### TEXT PROVIDED:
327 W. 11th St., West Village
Founder Angela Jia Kim incorporates the Korean beauty rituals she grew up with into every therapy, focusing on thorough cleansing and massage for “mul-gwang,” the Korean concept of luminous, dewy skin. The Skin Clinic facial is an over-the-top session of peels, LED lights, microcurrent, and ultrasound to firm and sculpt. During the Champagne Couture treatment, microdermabrasion removes dead cells, while antioxidants derived from champagne are applied to skin, along with a radiance-restoring fruit enzyme peel. You walk out with soothed, happy, noticeably improved skin. (Bonus: The spa hosts a Korean beauty master class.)
Treatment by Lanshin
129 Roebling St., Williamsburg
Many of the treatments here call on the power of Chinese medicine to heal, energize, and enhance skin. Founder, acupuncturist, and herbalist Sandra Lanshin Chiu uses gua sha—an ancient Chinese medical massage technique that incorporates a jade skin-care tool to relieve tension, support circulation, and flush out toxins for a brighter, smoother complexion—in many of her treatments. The Acne Rehab is one of her most impressive: The aesthetician uses botanicals, gua sha, and facial cupping to break up stagnation in the underlying tissues and restore balance. (Chiu emphasizes that fantastic skin happens from the inside out—but that it’s also important to pamper the skin’s surface.) And we keep coming back for the cozy cups of licorice root tea, prized in Chinese medicine for its calming effects.
VMV Hypoallergenics Skin-Specialist Boutique & Spa
227 Mott St., Lower East Side
If you have sensitive skin—and even if you don’t—this intimate little studio tucked away on Mott Street is especially compelling; all VMV products are derived from coconut oil sourced from the brand’s Philippines farm. The boutique in the front is brightly lit, cheery and staffed with knowledgeable, eager-to-assist employees. In the back is an atmospheric treatment room, where aestheticians perform some of the best facials around for balancing and fortifying troubled skin by way of intensely hydrating, soothing moisture therapies, as well as more-rigorous peels and microdermabrasion.

### DATA SECTION:
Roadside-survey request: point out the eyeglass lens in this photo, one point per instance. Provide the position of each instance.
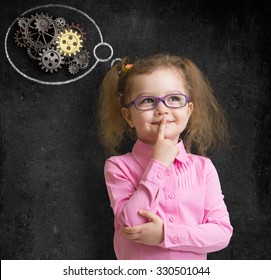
(150, 102)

### WHAT TO DO:
• 1. Summarize the spa listings in two sentences.
• 2. Resume the spa listings from where they stop.

### YOUR WRITTEN ANSWERS:
• 1. The spa listings describe three facial spas: a West Village spa where founder Angela Jia Kim builds treatments on the Korean beauty rituals she grew up with, Treatment by Lanshin in Williamsburg, where Sandra Lanshin Chiu applies Chinese medicine techniques such as gua sha and facial cupping, and VMV Hypoallergenics on Mott Street, whose products are derived from coconut oil. Their treatments range from peels, LED lights, microcurrent, and microdermabrasion to botanicals and intensely hydrating moisture therapies for balancing and fortifying troubled skin.

• 2.
20 E. 49th St., Midtown
Legendary Hungarian skin guru Ildi Pekar draws on the healing botanical remedies her grandmother used to concoct with the herbs from her garden, along with high-tech therapies and treatments from all manner of traditions. Microneedling infuses skin with botanical stem cells and supports collagen, the acupuncture facial is as dramatically tightening as it is anxiety-easing, and Pekar’s magnetic cupping stimulates blood circulation.
Tracie Martyn Skin Care Salon
101 5th Ave., 11th Floor, Flatiron
Before becoming famous among actresses, models, and music-industry icons for her skin-perfecting red carpet treatments, Tracie Martyn was a makeup artist. The legendary aesthetician continues to play skin whisperer with the firming, sculpting therapies she pioneered, along with new cutting-edge technologies. The Resculpting Facial is her undisputed pièce de résistance—a miracle combination of microcurrent, microdermabrasion, a peptide-enriched oxygen treatment, and an infusion of barrier-restoring nutrients via Martyn’s own incredibly pure skin-care line. If you’re due for a splurge, try the Face and Body Resculpting Fusion—OMG. The studio, a light-filled oasis featuring sparkly chandeliers and a mostly white motif, is that rare balance of chic and chill.
Noy Skin Spa
315 Madison Ave., Room 1809, Midtown
Aesthetician Danna Omari’s approach to lifting and plumping skin is unique—she starts with the inside of your mouth.